[Excerpts from point annotation data]
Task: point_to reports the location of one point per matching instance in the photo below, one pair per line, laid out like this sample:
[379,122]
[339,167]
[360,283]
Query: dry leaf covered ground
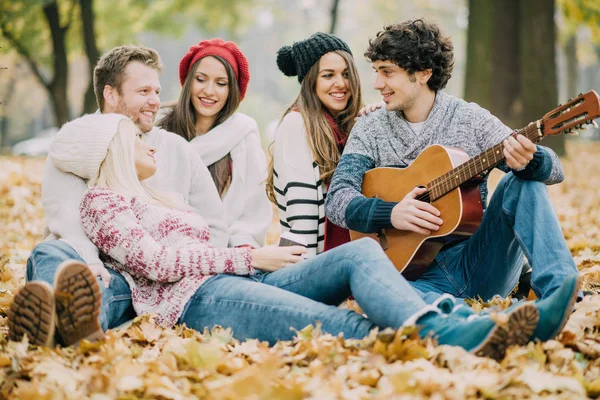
[145,361]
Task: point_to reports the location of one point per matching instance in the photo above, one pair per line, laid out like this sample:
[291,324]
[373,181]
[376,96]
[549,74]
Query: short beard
[122,109]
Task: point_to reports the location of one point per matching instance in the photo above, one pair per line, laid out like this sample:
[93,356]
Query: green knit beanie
[298,58]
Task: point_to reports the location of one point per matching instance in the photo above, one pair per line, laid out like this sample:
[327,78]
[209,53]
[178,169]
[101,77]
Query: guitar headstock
[576,113]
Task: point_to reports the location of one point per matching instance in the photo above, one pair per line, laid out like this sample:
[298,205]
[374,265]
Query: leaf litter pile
[144,360]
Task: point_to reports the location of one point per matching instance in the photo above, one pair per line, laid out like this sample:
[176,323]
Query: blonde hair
[110,69]
[321,138]
[118,172]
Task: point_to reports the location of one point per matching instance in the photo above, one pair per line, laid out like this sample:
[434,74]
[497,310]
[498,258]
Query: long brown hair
[321,138]
[181,118]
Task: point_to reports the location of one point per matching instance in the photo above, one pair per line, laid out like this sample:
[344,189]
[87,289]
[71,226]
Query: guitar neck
[476,165]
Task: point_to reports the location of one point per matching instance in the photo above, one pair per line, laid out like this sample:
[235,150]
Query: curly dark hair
[415,46]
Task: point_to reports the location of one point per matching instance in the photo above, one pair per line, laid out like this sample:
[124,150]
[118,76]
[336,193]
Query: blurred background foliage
[517,58]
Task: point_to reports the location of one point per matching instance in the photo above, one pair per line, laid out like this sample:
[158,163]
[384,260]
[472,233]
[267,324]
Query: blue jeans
[43,262]
[519,220]
[267,305]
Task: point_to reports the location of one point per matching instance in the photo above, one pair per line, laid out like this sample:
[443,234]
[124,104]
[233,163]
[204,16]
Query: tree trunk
[91,51]
[539,89]
[571,62]
[334,15]
[4,120]
[58,86]
[511,67]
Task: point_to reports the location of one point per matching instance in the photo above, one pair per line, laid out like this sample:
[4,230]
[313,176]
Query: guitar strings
[426,196]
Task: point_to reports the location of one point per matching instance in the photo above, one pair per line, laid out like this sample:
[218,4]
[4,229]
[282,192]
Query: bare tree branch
[71,16]
[23,52]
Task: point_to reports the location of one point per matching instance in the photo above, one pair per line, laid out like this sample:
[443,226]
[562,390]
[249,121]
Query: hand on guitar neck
[415,215]
[518,151]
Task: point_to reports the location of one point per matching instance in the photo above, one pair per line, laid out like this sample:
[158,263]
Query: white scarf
[219,141]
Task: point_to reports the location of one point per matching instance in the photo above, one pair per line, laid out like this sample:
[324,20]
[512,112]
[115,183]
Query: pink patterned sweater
[164,254]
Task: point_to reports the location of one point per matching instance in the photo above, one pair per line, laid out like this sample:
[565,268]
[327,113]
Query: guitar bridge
[383,239]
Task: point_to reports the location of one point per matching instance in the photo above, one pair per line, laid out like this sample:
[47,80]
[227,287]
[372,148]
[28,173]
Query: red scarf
[335,235]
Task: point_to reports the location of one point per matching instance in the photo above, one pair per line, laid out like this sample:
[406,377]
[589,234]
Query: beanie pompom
[285,61]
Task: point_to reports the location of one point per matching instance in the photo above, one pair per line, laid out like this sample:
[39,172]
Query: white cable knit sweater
[179,169]
[249,212]
[163,253]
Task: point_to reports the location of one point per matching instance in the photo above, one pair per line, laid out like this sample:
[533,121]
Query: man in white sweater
[126,81]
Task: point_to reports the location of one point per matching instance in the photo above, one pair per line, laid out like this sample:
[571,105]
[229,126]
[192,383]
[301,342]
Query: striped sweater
[164,254]
[299,190]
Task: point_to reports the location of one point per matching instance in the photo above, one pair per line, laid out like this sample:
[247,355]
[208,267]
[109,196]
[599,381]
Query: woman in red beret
[214,76]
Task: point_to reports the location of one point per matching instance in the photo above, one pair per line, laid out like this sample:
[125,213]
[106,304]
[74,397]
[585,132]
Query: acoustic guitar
[450,178]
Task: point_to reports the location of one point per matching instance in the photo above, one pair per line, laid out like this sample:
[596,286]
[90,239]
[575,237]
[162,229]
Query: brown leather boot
[32,313]
[78,299]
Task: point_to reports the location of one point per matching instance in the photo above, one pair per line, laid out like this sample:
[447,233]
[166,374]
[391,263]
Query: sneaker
[484,335]
[78,299]
[555,309]
[32,313]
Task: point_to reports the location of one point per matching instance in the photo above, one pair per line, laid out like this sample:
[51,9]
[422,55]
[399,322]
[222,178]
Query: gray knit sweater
[384,139]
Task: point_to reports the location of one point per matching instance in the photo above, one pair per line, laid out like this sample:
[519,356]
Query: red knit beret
[218,47]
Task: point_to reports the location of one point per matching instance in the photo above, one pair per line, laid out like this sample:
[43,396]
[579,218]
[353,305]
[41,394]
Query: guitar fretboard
[476,165]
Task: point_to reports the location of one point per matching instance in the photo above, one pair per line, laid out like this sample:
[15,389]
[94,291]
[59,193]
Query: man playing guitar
[413,62]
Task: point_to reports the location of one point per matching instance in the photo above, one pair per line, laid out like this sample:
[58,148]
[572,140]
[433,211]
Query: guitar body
[460,209]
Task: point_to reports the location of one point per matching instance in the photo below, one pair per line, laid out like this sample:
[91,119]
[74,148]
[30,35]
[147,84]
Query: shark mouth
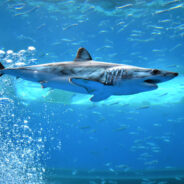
[152,81]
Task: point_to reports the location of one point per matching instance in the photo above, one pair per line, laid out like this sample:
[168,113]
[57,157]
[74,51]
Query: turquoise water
[46,132]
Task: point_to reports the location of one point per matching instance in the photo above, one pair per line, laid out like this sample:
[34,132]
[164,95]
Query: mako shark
[84,75]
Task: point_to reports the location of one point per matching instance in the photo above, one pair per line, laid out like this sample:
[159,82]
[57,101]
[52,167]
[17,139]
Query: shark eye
[155,72]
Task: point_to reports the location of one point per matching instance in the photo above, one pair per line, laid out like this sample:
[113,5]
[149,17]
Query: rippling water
[53,136]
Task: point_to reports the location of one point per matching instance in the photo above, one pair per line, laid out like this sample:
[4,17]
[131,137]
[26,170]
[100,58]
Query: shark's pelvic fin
[89,85]
[83,55]
[99,97]
[92,87]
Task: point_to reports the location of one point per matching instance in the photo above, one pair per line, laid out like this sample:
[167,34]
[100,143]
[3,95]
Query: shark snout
[158,76]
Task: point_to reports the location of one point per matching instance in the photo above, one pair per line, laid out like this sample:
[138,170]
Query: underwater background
[52,136]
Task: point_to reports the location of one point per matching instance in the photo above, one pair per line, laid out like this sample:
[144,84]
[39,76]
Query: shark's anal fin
[83,55]
[92,87]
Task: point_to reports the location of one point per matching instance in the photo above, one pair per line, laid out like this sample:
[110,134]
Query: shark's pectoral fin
[89,85]
[99,97]
[43,83]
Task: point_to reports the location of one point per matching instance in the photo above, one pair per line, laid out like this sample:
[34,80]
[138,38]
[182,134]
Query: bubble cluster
[20,151]
[20,58]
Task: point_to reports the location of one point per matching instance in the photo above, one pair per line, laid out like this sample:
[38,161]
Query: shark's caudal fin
[83,55]
[1,68]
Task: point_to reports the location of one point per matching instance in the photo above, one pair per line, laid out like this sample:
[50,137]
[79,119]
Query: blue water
[42,129]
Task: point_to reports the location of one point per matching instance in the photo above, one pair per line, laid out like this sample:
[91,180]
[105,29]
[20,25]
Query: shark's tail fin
[1,68]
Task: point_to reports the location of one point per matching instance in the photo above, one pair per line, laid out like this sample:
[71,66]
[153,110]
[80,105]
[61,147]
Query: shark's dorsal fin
[83,55]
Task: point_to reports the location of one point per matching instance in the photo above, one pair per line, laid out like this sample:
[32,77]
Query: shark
[96,78]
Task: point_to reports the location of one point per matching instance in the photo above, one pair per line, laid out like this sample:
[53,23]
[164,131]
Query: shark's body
[100,79]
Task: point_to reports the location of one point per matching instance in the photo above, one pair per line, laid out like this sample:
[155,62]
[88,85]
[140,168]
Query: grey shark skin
[100,79]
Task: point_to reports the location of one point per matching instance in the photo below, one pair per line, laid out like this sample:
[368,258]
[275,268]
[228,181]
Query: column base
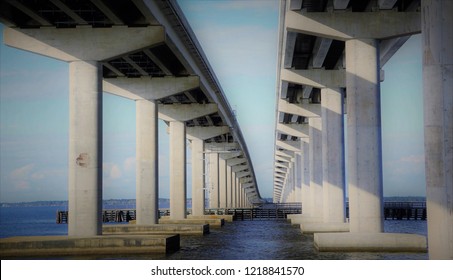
[370,242]
[297,219]
[324,227]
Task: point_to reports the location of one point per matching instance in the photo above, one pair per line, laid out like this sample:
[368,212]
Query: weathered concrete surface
[210,222]
[297,219]
[182,229]
[227,218]
[324,227]
[371,242]
[50,246]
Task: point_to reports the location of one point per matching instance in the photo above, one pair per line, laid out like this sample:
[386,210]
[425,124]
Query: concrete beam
[318,78]
[386,4]
[230,155]
[222,147]
[84,43]
[285,159]
[206,132]
[185,112]
[289,145]
[297,130]
[245,180]
[282,164]
[149,88]
[340,4]
[288,154]
[290,43]
[320,50]
[304,110]
[348,25]
[236,161]
[238,168]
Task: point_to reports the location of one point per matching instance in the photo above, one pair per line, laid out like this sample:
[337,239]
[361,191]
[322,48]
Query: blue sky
[240,41]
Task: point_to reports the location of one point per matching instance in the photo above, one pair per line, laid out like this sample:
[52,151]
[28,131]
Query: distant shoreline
[64,203]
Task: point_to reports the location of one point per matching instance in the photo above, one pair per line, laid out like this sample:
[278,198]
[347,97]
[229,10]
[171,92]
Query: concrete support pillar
[437,34]
[214,199]
[364,136]
[198,192]
[236,192]
[229,187]
[307,203]
[315,156]
[177,170]
[333,155]
[298,167]
[147,176]
[222,183]
[85,148]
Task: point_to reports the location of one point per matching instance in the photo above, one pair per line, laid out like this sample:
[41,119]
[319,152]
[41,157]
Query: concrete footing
[324,227]
[213,223]
[297,219]
[371,242]
[227,218]
[182,229]
[50,246]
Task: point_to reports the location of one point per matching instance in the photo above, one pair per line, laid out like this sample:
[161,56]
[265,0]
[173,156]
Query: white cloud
[20,177]
[115,172]
[413,159]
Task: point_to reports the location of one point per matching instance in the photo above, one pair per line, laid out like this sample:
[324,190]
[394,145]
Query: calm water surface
[240,240]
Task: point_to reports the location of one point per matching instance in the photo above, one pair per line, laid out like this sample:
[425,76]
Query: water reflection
[276,240]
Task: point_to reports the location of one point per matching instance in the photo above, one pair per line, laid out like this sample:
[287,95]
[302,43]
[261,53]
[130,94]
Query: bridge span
[329,64]
[144,51]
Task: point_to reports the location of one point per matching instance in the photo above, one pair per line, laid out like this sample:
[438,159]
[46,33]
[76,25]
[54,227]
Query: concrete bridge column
[298,171]
[364,136]
[237,193]
[229,187]
[333,155]
[147,176]
[198,170]
[437,38]
[214,199]
[85,148]
[177,170]
[307,203]
[222,183]
[315,157]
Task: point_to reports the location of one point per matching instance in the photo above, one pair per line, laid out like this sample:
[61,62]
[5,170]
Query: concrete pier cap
[370,242]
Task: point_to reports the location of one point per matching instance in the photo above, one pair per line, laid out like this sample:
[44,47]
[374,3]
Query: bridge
[329,64]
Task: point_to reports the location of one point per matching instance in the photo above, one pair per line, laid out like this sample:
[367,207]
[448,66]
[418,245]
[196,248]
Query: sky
[239,39]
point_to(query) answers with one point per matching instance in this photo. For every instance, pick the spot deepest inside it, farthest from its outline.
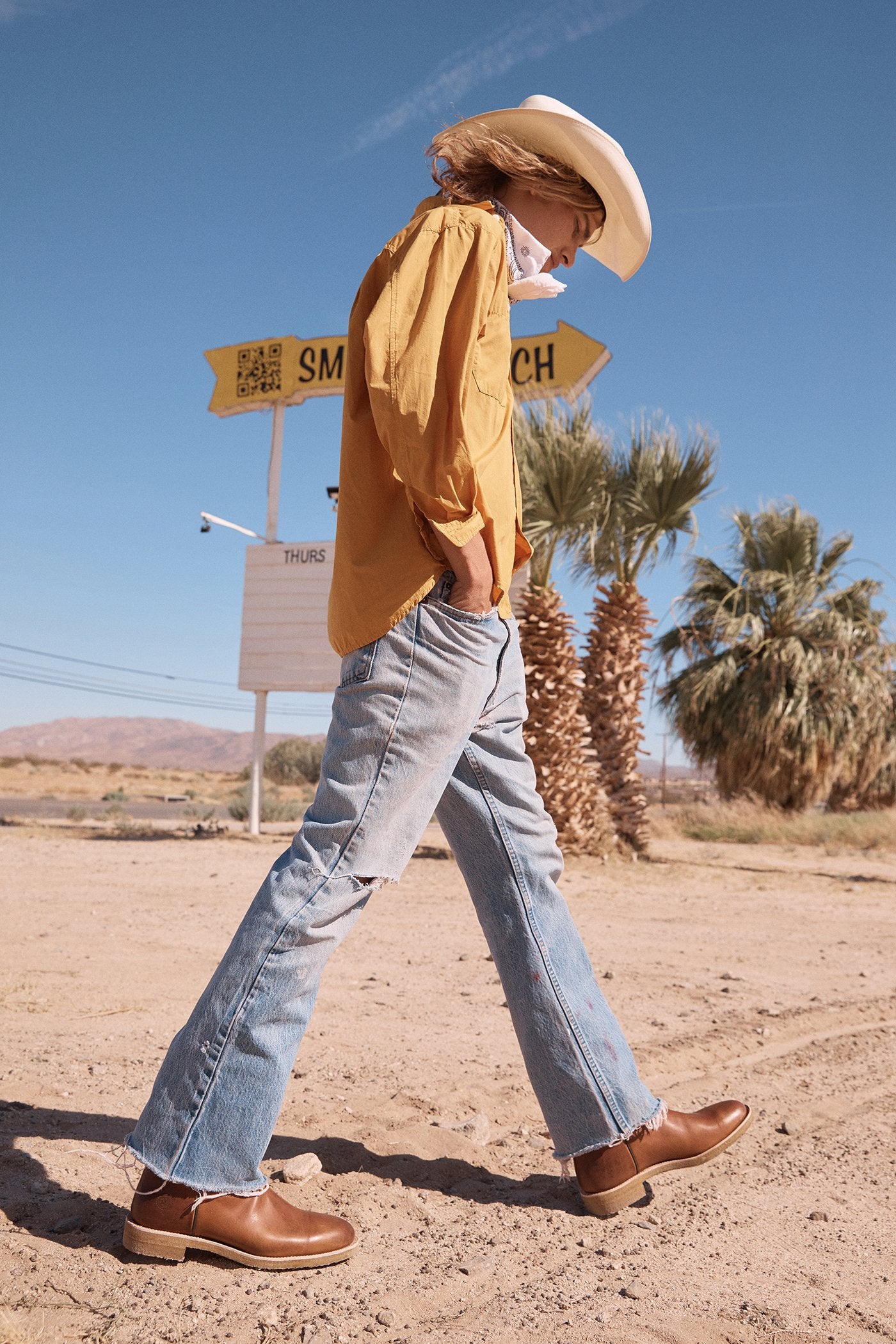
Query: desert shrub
(748, 822)
(275, 808)
(294, 761)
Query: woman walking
(428, 717)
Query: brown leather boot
(613, 1178)
(260, 1230)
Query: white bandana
(525, 259)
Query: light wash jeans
(429, 718)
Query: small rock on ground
(300, 1170)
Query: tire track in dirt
(778, 1052)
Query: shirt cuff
(460, 531)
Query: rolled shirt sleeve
(421, 364)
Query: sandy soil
(737, 971)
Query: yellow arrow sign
(285, 369)
(559, 362)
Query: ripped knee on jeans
(371, 883)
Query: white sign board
(285, 595)
(284, 644)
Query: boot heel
(147, 1241)
(612, 1201)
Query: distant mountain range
(177, 744)
(161, 742)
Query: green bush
(294, 761)
(273, 807)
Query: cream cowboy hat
(548, 127)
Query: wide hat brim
(548, 127)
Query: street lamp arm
(222, 522)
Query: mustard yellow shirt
(428, 448)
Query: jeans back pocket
(358, 666)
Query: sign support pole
(261, 696)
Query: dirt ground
(748, 971)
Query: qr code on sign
(260, 370)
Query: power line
(111, 667)
(151, 696)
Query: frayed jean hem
(653, 1123)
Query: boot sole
(173, 1246)
(612, 1201)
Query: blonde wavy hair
(479, 163)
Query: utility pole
(261, 696)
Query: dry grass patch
(755, 823)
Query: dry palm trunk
(557, 733)
(614, 678)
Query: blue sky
(187, 173)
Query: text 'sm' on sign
(285, 369)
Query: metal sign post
(275, 468)
(285, 371)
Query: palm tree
(788, 680)
(653, 486)
(562, 465)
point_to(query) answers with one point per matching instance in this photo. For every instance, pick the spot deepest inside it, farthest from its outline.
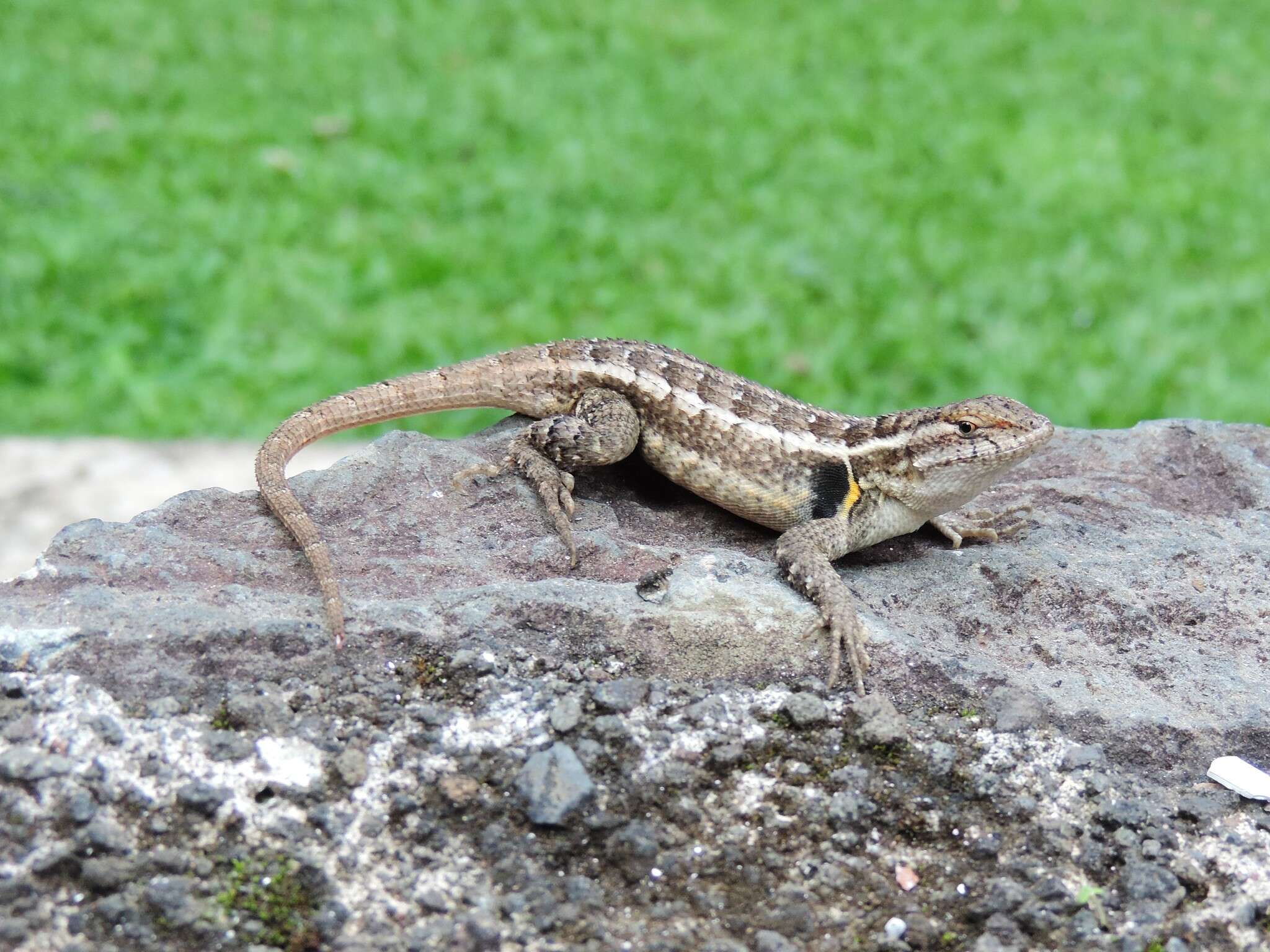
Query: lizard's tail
(484, 382)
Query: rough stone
(1015, 710)
(202, 798)
(30, 765)
(806, 708)
(1130, 612)
(553, 785)
(623, 695)
(1085, 756)
(878, 721)
(566, 714)
(351, 765)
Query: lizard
(828, 483)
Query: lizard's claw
(554, 488)
(984, 524)
(851, 637)
(463, 479)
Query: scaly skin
(830, 483)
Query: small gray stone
(623, 695)
(1001, 895)
(107, 874)
(169, 896)
(352, 769)
(848, 809)
(163, 707)
(228, 746)
(13, 931)
(1085, 756)
(1245, 913)
(109, 837)
(255, 712)
(31, 764)
(611, 728)
(1015, 710)
(879, 723)
(806, 708)
(81, 806)
(202, 798)
(433, 901)
(634, 847)
(566, 714)
(553, 783)
(109, 729)
(20, 730)
(1148, 881)
(169, 860)
(943, 757)
(1203, 808)
(769, 941)
(477, 662)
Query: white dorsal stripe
(693, 404)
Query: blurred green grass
(215, 214)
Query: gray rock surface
(187, 763)
(554, 783)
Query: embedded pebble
(553, 785)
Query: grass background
(215, 214)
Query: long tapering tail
(500, 381)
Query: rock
(169, 896)
(255, 712)
(849, 809)
(1204, 808)
(769, 941)
(1085, 756)
(553, 785)
(81, 806)
(621, 696)
(1015, 710)
(878, 721)
(109, 837)
(201, 798)
(1002, 895)
(566, 714)
(109, 729)
(1150, 881)
(351, 767)
(107, 874)
(228, 746)
(943, 758)
(634, 847)
(723, 826)
(30, 764)
(806, 708)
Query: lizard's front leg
(601, 430)
(807, 553)
(982, 523)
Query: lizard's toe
(463, 479)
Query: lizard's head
(961, 448)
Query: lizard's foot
(463, 479)
(850, 639)
(554, 488)
(982, 523)
(553, 485)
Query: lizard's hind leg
(601, 430)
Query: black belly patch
(831, 482)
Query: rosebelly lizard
(828, 483)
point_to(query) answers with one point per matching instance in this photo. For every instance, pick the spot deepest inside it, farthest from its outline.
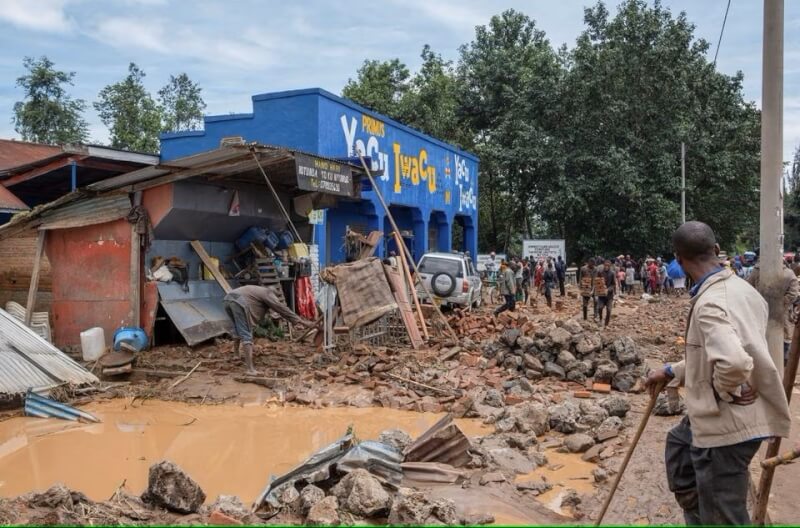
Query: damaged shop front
(158, 248)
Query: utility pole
(683, 182)
(771, 237)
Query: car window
(433, 265)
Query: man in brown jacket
(734, 394)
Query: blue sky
(237, 48)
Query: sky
(237, 48)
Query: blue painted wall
(426, 181)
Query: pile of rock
(568, 352)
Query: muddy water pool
(227, 449)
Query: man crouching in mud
(247, 305)
(734, 394)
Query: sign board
(482, 258)
(325, 176)
(316, 216)
(541, 249)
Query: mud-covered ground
(447, 377)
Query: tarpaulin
(364, 292)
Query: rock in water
(362, 494)
(396, 438)
(169, 487)
(578, 443)
(324, 513)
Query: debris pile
(567, 352)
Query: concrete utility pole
(683, 182)
(771, 245)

Written task
The lines to copy run from the line containing "Query: white dorsal stripe" through the end of the data above; copy exactly those, minus the pictures.

The solution
Query: white dorsal stripe
(693, 404)
Query: blurred green grass
(215, 214)
Query: gray rock surface
(187, 763)
(554, 783)
Query: embedded pebble
(553, 785)
Query: grass background
(215, 214)
Query: long tapering tail
(500, 381)
Query: rock
(169, 896)
(255, 712)
(849, 809)
(1204, 808)
(769, 941)
(1085, 756)
(553, 785)
(81, 806)
(621, 696)
(1015, 710)
(878, 721)
(109, 837)
(201, 798)
(1002, 895)
(566, 714)
(109, 729)
(1150, 881)
(351, 767)
(107, 874)
(228, 746)
(943, 758)
(634, 847)
(723, 826)
(30, 764)
(806, 708)
Query: lizard's front leg
(601, 430)
(807, 553)
(982, 523)
Query: lizard's toe
(463, 479)
Query: lizard's head
(961, 448)
Query: lizard's foot
(463, 479)
(850, 639)
(554, 488)
(982, 523)
(553, 485)
Query: lizard's hind leg
(601, 430)
Query: black belly patch
(831, 482)
Query: rosebelly lizard
(828, 483)
point_to(query) answers with one point per matching instance in this photo. For every instance, pick the spot deepest inside it, farthest from its outline.
Query: damaged shop front
(158, 248)
Query: utility pole
(683, 182)
(771, 237)
Query: car window
(433, 265)
Query: man in brown jacket
(734, 394)
Query: blue sky
(237, 48)
Query: sky
(237, 48)
Query: blue painted wall
(426, 181)
Query: pile of rock
(568, 352)
Query: muddy water pool
(227, 449)
Query: man crouching in mud
(247, 305)
(734, 394)
Query: sign board
(482, 258)
(325, 176)
(316, 216)
(541, 249)
Query: mud-covered ground
(447, 377)
Query: tarpaulin
(364, 292)
Query: rock in water
(362, 494)
(396, 438)
(169, 487)
(578, 443)
(324, 513)
Query: debris pile
(567, 352)
Query: concrete utility pole
(683, 182)
(771, 245)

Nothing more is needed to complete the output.